= Problem description =
Put the part of the listing from the line containing "Task: an <instance>" through the line containing "positive clicks: (372, 336)" into a Markdown table with columns Row and Line, numbering each row and omitting blank lines.

───── The input ─────

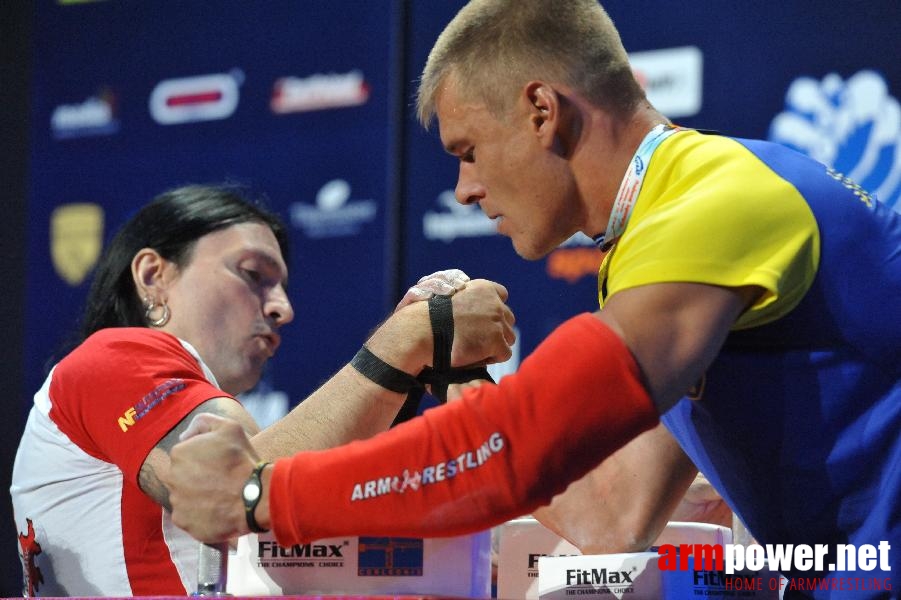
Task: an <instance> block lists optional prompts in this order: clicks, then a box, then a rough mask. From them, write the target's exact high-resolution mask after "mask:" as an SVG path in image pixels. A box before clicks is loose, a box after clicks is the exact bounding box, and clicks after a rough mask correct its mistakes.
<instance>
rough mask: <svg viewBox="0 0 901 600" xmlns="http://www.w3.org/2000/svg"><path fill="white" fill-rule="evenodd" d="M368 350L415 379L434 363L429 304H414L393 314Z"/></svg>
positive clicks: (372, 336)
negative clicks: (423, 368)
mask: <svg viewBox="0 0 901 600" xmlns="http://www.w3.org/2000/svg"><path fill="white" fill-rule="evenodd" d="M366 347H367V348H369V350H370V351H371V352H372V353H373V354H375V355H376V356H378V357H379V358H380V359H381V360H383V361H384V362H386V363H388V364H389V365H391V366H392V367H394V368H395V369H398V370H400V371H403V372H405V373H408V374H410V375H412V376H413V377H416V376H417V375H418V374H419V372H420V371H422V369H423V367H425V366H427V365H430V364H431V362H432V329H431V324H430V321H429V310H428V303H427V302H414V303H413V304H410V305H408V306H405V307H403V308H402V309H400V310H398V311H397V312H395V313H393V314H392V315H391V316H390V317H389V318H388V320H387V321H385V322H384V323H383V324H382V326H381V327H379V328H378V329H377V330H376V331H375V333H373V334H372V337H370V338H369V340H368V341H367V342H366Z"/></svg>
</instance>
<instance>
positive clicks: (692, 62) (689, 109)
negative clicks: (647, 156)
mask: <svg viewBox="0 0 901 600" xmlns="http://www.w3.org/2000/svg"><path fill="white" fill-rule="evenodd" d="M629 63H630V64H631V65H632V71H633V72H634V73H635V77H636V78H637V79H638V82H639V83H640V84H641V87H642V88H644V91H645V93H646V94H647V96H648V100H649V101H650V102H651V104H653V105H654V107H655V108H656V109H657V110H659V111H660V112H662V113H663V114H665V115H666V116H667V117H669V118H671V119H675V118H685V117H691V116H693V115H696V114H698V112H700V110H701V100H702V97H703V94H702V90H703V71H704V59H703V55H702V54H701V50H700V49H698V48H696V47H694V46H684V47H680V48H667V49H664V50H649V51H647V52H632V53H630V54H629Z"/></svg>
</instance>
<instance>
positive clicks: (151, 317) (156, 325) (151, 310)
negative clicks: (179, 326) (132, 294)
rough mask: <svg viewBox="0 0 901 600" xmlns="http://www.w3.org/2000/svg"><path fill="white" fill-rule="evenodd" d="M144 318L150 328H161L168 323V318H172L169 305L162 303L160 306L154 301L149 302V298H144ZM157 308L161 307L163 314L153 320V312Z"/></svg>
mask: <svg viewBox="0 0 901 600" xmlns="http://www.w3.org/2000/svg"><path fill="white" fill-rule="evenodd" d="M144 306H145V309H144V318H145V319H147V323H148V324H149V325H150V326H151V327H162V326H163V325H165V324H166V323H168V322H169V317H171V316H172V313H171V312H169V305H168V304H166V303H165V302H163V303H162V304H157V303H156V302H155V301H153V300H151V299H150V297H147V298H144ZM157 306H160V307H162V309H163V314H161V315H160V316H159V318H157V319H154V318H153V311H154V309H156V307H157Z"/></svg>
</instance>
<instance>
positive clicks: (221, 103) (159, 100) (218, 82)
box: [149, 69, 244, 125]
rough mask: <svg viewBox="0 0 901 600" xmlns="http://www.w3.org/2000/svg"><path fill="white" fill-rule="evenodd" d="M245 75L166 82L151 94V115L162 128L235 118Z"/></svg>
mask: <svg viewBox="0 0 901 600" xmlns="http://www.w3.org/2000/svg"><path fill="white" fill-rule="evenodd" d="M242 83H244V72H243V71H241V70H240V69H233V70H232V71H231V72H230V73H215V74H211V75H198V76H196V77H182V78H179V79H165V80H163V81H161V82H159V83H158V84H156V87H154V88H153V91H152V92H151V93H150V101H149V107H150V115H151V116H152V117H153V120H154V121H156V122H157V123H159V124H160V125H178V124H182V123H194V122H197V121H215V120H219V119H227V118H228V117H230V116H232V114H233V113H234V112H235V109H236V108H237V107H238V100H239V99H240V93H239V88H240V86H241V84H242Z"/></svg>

─────
───── The input ─────

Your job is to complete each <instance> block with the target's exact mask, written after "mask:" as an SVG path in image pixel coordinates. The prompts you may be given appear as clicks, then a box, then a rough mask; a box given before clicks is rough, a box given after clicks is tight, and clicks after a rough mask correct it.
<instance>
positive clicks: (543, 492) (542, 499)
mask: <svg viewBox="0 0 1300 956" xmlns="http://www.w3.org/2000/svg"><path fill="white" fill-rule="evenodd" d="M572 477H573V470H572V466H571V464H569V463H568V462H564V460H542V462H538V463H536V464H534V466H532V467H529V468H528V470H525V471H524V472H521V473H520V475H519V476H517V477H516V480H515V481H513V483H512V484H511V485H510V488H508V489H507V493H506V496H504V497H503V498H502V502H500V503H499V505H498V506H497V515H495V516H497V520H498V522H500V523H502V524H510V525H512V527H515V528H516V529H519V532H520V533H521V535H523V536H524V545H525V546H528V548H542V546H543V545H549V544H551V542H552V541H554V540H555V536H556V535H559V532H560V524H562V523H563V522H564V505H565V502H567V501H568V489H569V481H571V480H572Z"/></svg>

─────

= Reply =
| Row | Line |
|---|---|
| 1 | Task: an <instance> block lists optional prompts in this order: clicks, then a box, then a rough mask. From them, write the target's exact high-resolution mask after "mask:" as an SVG path in image pixels. A box before clicks is loose, a box after clicks is the exact bounding box, and clicks after a rough mask correct its mistakes. |
| 2 | <instance> |
| 3 | rough mask: <svg viewBox="0 0 901 600" xmlns="http://www.w3.org/2000/svg"><path fill="white" fill-rule="evenodd" d="M368 350L415 379L434 363L429 304H414L393 314Z"/></svg> |
| 4 | positive clicks: (372, 336) |